Task statement: Copy out the listing below word for word, omitting the pictures.

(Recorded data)
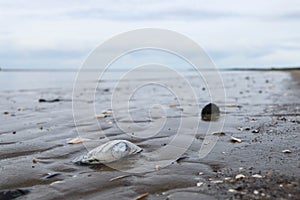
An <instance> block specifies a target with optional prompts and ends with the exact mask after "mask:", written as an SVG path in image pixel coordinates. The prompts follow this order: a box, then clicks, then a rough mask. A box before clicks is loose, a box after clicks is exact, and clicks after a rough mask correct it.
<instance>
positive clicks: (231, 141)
mask: <svg viewBox="0 0 300 200" xmlns="http://www.w3.org/2000/svg"><path fill="white" fill-rule="evenodd" d="M230 141H231V142H232V143H241V142H242V140H241V139H239V138H236V137H233V136H231V139H230Z"/></svg>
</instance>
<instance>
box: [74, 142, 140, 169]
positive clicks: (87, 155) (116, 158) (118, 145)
mask: <svg viewBox="0 0 300 200" xmlns="http://www.w3.org/2000/svg"><path fill="white" fill-rule="evenodd" d="M141 151H142V149H141V148H140V147H138V146H137V145H135V144H133V143H131V142H129V141H127V140H112V141H109V142H107V143H105V144H102V145H101V146H99V147H96V148H95V149H92V150H91V151H89V152H88V153H87V154H85V155H83V156H80V157H78V158H76V159H74V160H73V162H75V163H78V164H106V163H111V162H114V161H117V160H120V159H122V158H125V157H127V156H130V155H134V154H137V153H139V152H141Z"/></svg>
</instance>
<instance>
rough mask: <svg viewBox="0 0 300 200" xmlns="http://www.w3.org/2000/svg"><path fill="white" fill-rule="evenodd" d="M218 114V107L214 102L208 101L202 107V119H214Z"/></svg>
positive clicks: (213, 119)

Solved exercise:
An <instance> block specifies a target with optional prompts and ends with the exact mask after "mask:", written as an SVG path in image pixel coordinates. The prompts follow this order: a box, then clicks, then a rough mask. A box before clicks is loose, a box after clicks is exact, and clicks after a rough mask correct it.
<instance>
positive clicks: (231, 141)
mask: <svg viewBox="0 0 300 200" xmlns="http://www.w3.org/2000/svg"><path fill="white" fill-rule="evenodd" d="M230 141H231V142H232V143H241V142H242V140H241V139H239V138H236V137H233V136H231V139H230Z"/></svg>
</instance>
<instance>
box: [74, 142, 140, 169]
positive clicks: (87, 155) (116, 158) (118, 145)
mask: <svg viewBox="0 0 300 200" xmlns="http://www.w3.org/2000/svg"><path fill="white" fill-rule="evenodd" d="M141 151H142V149H141V148H140V147H138V146H137V145H135V144H133V143H131V142H129V141H127V140H112V141H109V142H107V143H105V144H102V145H101V146H99V147H96V148H95V149H92V150H91V151H89V152H88V153H87V154H85V155H83V156H80V157H78V158H76V159H74V160H73V162H75V163H78V164H106V163H111V162H114V161H117V160H120V159H122V158H125V157H127V156H130V155H134V154H137V153H139V152H141Z"/></svg>
</instance>
<instance>
rough mask: <svg viewBox="0 0 300 200" xmlns="http://www.w3.org/2000/svg"><path fill="white" fill-rule="evenodd" d="M218 114V107L214 102L208 101L202 107V119H214Z"/></svg>
positive clicks: (213, 119)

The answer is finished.